• _Stated problem_
Please reproduce the entries below word for word, omitting the pictures from your answer.

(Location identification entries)

####

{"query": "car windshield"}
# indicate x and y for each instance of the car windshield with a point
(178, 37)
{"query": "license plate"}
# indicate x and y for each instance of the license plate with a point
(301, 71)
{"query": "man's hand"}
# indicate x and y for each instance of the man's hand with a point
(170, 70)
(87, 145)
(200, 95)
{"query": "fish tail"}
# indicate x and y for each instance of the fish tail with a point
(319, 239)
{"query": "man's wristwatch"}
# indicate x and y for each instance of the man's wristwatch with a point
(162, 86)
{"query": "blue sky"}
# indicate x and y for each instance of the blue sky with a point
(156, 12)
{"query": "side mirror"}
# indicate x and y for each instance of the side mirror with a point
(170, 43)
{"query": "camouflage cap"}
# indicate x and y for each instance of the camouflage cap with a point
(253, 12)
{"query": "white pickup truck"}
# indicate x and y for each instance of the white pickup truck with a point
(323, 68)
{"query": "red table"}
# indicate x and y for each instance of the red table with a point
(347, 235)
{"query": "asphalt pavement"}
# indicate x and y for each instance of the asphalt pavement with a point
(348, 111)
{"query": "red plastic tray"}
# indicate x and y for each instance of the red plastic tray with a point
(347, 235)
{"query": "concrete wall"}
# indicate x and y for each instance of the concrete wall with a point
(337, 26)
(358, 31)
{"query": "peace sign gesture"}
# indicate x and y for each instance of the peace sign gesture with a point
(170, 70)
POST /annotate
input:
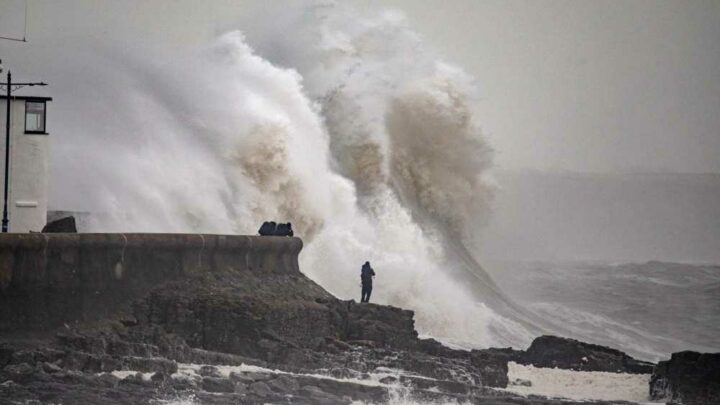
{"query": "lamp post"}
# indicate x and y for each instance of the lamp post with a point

####

• _Answer below_
{"query": "car windshield"}
# indicate x and y for each instance of the car windshield with a point
(178, 37)
{"query": "license plate"}
# indicate x and y for each instance of the license plate with a point
(301, 71)
{"query": "man's hand"}
# indicate x and y for each instance of the man's hand with a point
(170, 70)
(87, 145)
(200, 95)
{"query": "fish tail"}
# indicate x and y for each instance of the fish tail with a point
(319, 239)
{"query": "man's wristwatch"}
# indicate x and y for each instance of the man's wristwatch with a point
(162, 86)
{"query": "blue sky"}
# indicate x and y for each instance of the blue sky with a point
(156, 12)
{"query": "side mirror"}
# indicate x and y for each instance of the side mirror with a point
(170, 43)
{"query": "camouflage cap"}
# indicate x and y for each instance of the camouflage cap with a point
(253, 12)
{"query": "white pickup truck"}
# indicate x and y for each instance of the white pickup truck with a point
(323, 68)
{"query": "red table"}
# indicate x and y for each instance of the red table with a point
(347, 235)
{"query": "asphalt pavement"}
# indicate x and y for each instance of the asphalt pavement with a point
(348, 111)
{"query": "red plastic tray"}
# indicate x and y for each instance of the red plastic tray with a point
(347, 235)
{"query": "concrete wall"}
# indicate x and y for each instance of the concrete wall with a point
(337, 26)
(358, 31)
{"query": "peace sign gesture"}
# indicate x and y for each instance of the peace sign gesture with a point
(170, 70)
POST /annotate
input:
{"query": "lamp post"}
# indicate x and y for each instance of the lamp post with a point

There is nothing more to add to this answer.